Selected extract:

———

Second. Such an one is in deepest condemna­tion. None sink so far into hell as those that come nearest heaven, because they fall from the greatest height. As it aggravates the torments of the damned souls in this respect above devils, [because] they had a cord of mercy thrown out to them, which devils had not so, by how much God by his Spirit waits on, pleads with, and by both gains on [one] soul more than others, by so much such a one, if he perish, will find hell the hotter. These add to his sin, and the remembrance of his sin in hell thus accented will add to his torment. None will have such a sad parting from Christ as those who went half-way with him and then left him.

Therefore, I beseech you, look to your armour. David would not fight in armour he had not tried, though it was a king's. Perhaps some thought him too nice. What! is not the king's armour good enough for David? Thus many will say, Art thou so curious and precise? Such a great man doth thus and thus, and hopes to come to heaven at last, and darest not thou venture thy soul in this armour? No, Chris­tian, follow not the example of the greatest on earth; it is thy own soul thou venturest in battle, therefore thou canst not be too choice of thy armour. Bring thy heart to the Word, as the only touch-stone of thy grace and furniture; the Word, I told you, is the tower of David, from whence thy armour must be fetched; if thou canst find this tower stamp on it, then it is of God, else, not. Try it therefore by this one scripture-stamp. Those weapons are mighty which God gives his saints to fight his battles withal. ‘For the weapons of our warfare are not carnal, but mighty through God,’ II Cor. 10:4. The sword of the Spirit hath its point and edge, whereby it makes its way into the heart and conscience, through the im­penitency of the one and stupidity of the other (wherewith Satan, as with buff and coat of mail, arms the sinner against God) and there cuts and slashes, kills and mortifies lust in its own castle, where Satan thinks himself impregnable. The breastplate which is of God, doth not bend and break at every pat of temptation, but is of such a divine temperament, that it repels Satan's motions with scorn on Satan's teeth. Should such an one as I sin, as Nehemiah in another case; and such are all the rest.

———

To do:
Could you pick up the passage on the Christian's armour after its final sentence and carry it forward in the same style?

Material supplied:
———

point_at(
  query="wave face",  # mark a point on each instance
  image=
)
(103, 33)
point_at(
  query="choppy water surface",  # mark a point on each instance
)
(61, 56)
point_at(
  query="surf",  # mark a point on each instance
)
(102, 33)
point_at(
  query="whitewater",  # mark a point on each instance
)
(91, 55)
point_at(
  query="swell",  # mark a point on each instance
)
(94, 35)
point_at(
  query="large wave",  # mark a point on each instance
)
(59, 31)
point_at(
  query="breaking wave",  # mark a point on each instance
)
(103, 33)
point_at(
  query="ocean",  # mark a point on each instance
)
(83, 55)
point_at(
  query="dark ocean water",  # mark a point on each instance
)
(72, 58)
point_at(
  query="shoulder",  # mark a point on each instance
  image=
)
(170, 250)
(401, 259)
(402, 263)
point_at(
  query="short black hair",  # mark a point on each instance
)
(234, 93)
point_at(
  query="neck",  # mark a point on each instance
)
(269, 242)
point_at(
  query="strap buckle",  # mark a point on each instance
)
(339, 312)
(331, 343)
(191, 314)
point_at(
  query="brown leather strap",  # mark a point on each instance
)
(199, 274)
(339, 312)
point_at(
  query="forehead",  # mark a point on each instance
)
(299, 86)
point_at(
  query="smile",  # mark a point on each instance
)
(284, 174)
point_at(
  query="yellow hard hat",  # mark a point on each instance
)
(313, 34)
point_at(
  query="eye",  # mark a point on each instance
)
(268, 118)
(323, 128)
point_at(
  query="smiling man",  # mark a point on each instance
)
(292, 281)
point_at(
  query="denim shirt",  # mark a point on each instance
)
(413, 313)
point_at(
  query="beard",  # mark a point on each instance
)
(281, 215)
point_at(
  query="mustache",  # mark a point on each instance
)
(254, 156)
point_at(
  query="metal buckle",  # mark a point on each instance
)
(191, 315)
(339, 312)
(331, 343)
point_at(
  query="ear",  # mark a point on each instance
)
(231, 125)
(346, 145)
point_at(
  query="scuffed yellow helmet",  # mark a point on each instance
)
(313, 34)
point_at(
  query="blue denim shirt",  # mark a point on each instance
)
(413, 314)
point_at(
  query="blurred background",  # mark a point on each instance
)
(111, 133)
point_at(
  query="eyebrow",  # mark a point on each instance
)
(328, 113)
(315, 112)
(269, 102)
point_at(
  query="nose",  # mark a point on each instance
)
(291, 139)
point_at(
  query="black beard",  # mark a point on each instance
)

———

Output:
Now try whether your weapons be mighty or weak; what can you do or suffer more for God than an hypocrite that is clad in fleshly armour? I will tell you what the world saith, and if you be Christians, clear yourselves, and wipe off that dirt which they throw upon your glittering armour. They say, These professors indeed have God more in their talk than we; but when they come down into their shops, re­lations and worldly employment, then the best of them all is but like one of us. They can throw the tables of God's commandments out of their hands as well as we; [can] come from a sermon, and be as covetous and gripping, as peevish and passionate, as the worst. They show as little love to Christ as others, when it is matter of cost, as to relieve a poor saint or maintain the gospel; you may get more from a stranger, an enemy, than from a professing brother. O Christians, either vindicate the name of Christ, whose ensign you seem to march after, or throw away your seeming armour, by which you have drawn the eyes of the world upon you. If you will not, Christ himself will cashier you, and that with shame enough ere long. Never call that the armour of God which defends thee not against the power of Satan.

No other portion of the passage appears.